Extrait choisi -

★ ★ ★ ★

Les prisonniers perçoivent entre 500 000 et 2 millions de tomans par mois, soit à peine un dixième du salaire minimum légal en Iran. La majeure partie des bénéfices est captée par les responsables pénitentiaires et la Fondation, tandis que les détenus sont privés d’assurance et de toute protection sanitaire.
Nombre d’entre eux sont contraints d’accepter ces emplois sous la promesse de réductions de peine ou de prétendus « points de bien-être », qui ne se concrétisent presque jamais.
Dépendance et humiliation
La dépendance aux drogues est volontairement entretenue au sein du service de travail. Les autorités pénitentiaires distribuent méthadone et sédatifs pour maintenir les prisonniers dans un état de soumission.
Selon des sources crédibles, plus de 90 % des détenus de ce service sont dépendants à des substances contrôlées. Cette dépendance, associée à la contrainte économique et à l’humiliation quotidienne, ne laisse aucune place à la protestation ou à la résistance.
Bahman Karamlou fut l’une de ces victimes réduites au silence — usé jusqu’à l’épuisement, privé de soins, puis oublié.
Violations du droit international
Le travail forcé dans les prisons iraniennes constitue une violation flagrante de plusieurs dispositions des instruments internationaux relatifs aux droits humains :
Article 3 – Droit à la vie, à la liberté et à la sécurité ;
Article 4 – Interdiction de l’esclavage et du travail forcé ;
Article 5 – Interdiction de la torture et des traitements cruels, inhumains ou dégradants ;
Article 23 – Droit à des conditions de travail justes et favorables ;
Article 25 – Droit à un niveau de vie suffisant,
de la Déclaration universelle des droits de l’homme.
Les Règles Nelson Mandela stipulent clairement que le travail en prison doit être volontaire, sûr et orienté vers la réinsertion — des principes que le régime iranien foule ouvertement aux pieds.
Des prisons transformées en centres de profit
Les prisons iraniennes ne sont plus des institutions correctionnelles, mais des entreprises à but lucratif.

★ ★ ★ ★

(Données de localisation de points)
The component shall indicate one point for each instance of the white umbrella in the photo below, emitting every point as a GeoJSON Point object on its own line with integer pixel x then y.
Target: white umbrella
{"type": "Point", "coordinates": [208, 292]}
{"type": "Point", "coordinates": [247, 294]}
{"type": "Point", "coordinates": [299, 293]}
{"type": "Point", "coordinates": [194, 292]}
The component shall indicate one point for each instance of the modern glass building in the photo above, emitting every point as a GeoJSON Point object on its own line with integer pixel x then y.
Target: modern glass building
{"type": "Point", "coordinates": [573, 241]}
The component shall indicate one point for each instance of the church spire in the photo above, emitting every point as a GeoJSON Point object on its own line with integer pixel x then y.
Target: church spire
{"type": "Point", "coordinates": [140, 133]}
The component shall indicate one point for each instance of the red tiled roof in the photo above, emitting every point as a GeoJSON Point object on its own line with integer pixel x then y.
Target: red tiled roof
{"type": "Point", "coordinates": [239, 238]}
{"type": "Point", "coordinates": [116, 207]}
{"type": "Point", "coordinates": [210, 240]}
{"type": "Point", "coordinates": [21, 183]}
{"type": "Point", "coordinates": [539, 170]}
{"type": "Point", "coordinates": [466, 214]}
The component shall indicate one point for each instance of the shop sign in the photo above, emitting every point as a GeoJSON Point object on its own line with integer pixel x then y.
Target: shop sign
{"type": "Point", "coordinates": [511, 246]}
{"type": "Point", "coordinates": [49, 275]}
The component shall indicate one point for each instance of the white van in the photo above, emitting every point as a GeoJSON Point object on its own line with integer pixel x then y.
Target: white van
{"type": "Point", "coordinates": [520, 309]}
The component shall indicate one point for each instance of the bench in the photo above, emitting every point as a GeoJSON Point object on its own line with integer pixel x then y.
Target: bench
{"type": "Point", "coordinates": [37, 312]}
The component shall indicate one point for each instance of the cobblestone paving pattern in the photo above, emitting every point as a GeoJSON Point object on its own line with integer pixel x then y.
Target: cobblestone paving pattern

★ ★ ★ ★

Explorer l'extrait -
**A.** D'après l'extrait sur le travail forcé dans les prisons iraniennes, quelle proportion des détenus du service de travail dépend de substances contrôlées ?
**B.** Prolongez l'extrait sur le travail forcé dans les prisons iraniennes en reprenant juste après sa dernière phrase.

Réponses -
**A.** Plus de 90 % des détenus de ce service.

**B.**
La Fondation coopérative des prisonniers gère plus de 700 établissements à travers le pays, employant environ 100 000 détenus. Pourtant, ceux-ci ne perçoivent qu’une infime part des revenus, l’essentiel étant détourné vers des organismes liés au pouvoir et des responsables officiels. Ce système alimente une économie parallèle fondée sur le travail forcé et l’exploitation de travailleurs captifs.
Dimensions humaines et sociales
Le système de travail forcé détruit non seulement la vie des détenus, mais aussi celle de leurs familles, souvent dépendantes des maigres revenus issus de ce travail. Beaucoup de prisonniers, notamment ceux incarcérés pour des délits financiers, sont avant tout des victimes de la pauvreté.
Dans l’univers carcéral iranien, cette pauvreté est exploitée et transformée en asservissement physique et psychologique. La mort de Bahman Karamlou met à nu le coût humain de cette exploitation.
Réactions internationales et appel à l’action
Les organisations internationales de défense des droits humains — Amnesty International, le Haut-Commissariat des Nations unies aux droits de l’homme, et les Rapporteurs spéciaux de l’ONU sur la situation en Iran — ont maintes fois dénoncé les conditions de détention et le recours au travail forcé dans les prisons iraniennes. Les rapports récents assimilent ces pratiques à une forme moderne d’esclavage et à une violation directe des Règles Nelson Mandela.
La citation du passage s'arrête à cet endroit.